◆ **Document text**
▼▼▼
# Could we have a garage forum



## BAMTT (Feb 22, 2004)

To comment on other cars


----------



## kmpowell (May 6, 2002)

Hi Tony

There is a 'comment' facility built in, however, it is currently switched off for a couple of reasons. Firstly we don't really want the garage turning into a chat area because it will take discussion away from the main forums, but fundamentally it's very buggy and will require a whole new custom style sheet in the style of the forum to be designed.

We are going to look at ways of trimming it down so users can't reply to comments, but until then (and until it's designed), we're gonna have to leave it in dev.

Having a forum Forum specifically for the Garage? I honestly don't know if that would be overkill or not. My gut feeling is wouldn't the chat that would occur in a Garage forum happen in the normal forums anyway? e.g a specific mod


----------



## BAMTT (Feb 22, 2004)

Fully understand big Kev

Can you tell me then who has rated my car as a pile of poo :lol: even though i have not had the chance to scare them $hitless in it :wink:


----------



## kmpowell (May 6, 2002)

BAMTT said:


> Can you tell me then who has rated my car as a pile of poo :lol: even though i have not had the chance to scare them $hitless in it :wink:


LOL, voting is all kept in secret, we can only see how much each car has been voted for and how many times.


----------



## BAMTT (Feb 22, 2004)

kmpowell said:


> BAMTT said:
> 
> 
> > Can you tell me then who has rated my car as a pile of poo :lol: even though i have not had the chance to scare them $hitless in it :wink:
> ...


A pm will suffice ........only kidding


----------
▲▲▲
Answer these from the garage forum thread:
1. What two reasons are given for keeping the comment facility switched off?
2. What change to the comment facility is planned?
3. What can be seen about the votes cast on each car?
The data that follow come from a separate source and are unrelated to the garage forum thread.

◆ **Extracted records**
▼▼▼
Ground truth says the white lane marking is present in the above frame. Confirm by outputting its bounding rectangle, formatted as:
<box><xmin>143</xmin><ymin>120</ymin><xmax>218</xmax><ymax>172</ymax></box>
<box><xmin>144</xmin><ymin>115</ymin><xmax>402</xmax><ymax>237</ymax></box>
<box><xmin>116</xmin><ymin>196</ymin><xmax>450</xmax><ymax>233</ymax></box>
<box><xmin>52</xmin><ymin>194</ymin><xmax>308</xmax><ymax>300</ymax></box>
▲▲▲
◆ **Expected answer**
1. The moderators do not want the garage to become a chat area that draws discussion away from the main forums, and the facility is very buggy and would need a new custom style sheet designed in the style of the forum.
2. It is to be trimmed down so that users cannot reply to comments.
3. Only how much each car has been voted for and how many times; the voting itself is kept secret.